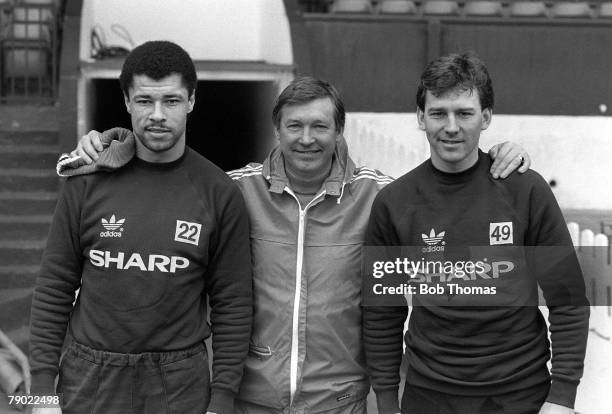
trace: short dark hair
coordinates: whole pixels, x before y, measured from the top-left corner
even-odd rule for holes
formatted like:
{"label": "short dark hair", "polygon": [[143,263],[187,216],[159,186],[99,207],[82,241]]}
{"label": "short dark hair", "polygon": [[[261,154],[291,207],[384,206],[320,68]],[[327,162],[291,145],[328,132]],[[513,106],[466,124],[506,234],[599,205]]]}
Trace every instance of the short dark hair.
{"label": "short dark hair", "polygon": [[344,102],[336,88],[330,83],[315,79],[311,76],[300,76],[295,78],[281,94],[276,98],[274,109],[272,110],[272,122],[278,129],[280,128],[281,111],[287,105],[306,104],[315,99],[329,98],[334,105],[334,122],[336,131],[344,130],[346,113]]}
{"label": "short dark hair", "polygon": [[427,91],[435,97],[460,89],[478,92],[481,109],[493,109],[493,82],[483,61],[473,52],[451,53],[425,67],[416,94],[416,103],[425,110]]}
{"label": "short dark hair", "polygon": [[135,75],[160,80],[173,73],[181,75],[183,86],[191,96],[198,79],[193,60],[185,49],[165,40],[145,42],[134,48],[125,59],[119,75],[119,85],[125,96],[129,96]]}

WORK TASK: Every line above goes into your copy exactly; no images go in.

RESPONSE BOX:
trace: short dark hair
coordinates: whole pixels, x before y, measured from the top-left corner
even-odd rule for holes
formatted like:
{"label": "short dark hair", "polygon": [[143,263],[187,216],[159,186],[99,207],[82,241]]}
{"label": "short dark hair", "polygon": [[[261,154],[291,207],[384,206],[320,68]],[[327,162],[291,145],[328,132]],[[513,106],[466,124],[506,234],[599,205]]]}
Trace every instance of the short dark hair.
{"label": "short dark hair", "polygon": [[344,102],[336,88],[330,83],[315,79],[311,76],[300,76],[295,78],[281,94],[276,98],[274,109],[272,110],[272,122],[278,129],[280,128],[281,111],[287,105],[306,104],[315,99],[329,98],[334,105],[334,122],[336,131],[344,130],[346,113]]}
{"label": "short dark hair", "polygon": [[427,91],[435,97],[460,89],[478,92],[481,109],[493,109],[493,82],[483,61],[473,52],[451,53],[425,67],[416,94],[416,103],[425,110]]}
{"label": "short dark hair", "polygon": [[135,75],[160,80],[173,73],[181,75],[183,86],[191,96],[198,79],[193,60],[185,49],[165,40],[145,42],[134,48],[125,59],[119,75],[119,85],[125,96],[129,96]]}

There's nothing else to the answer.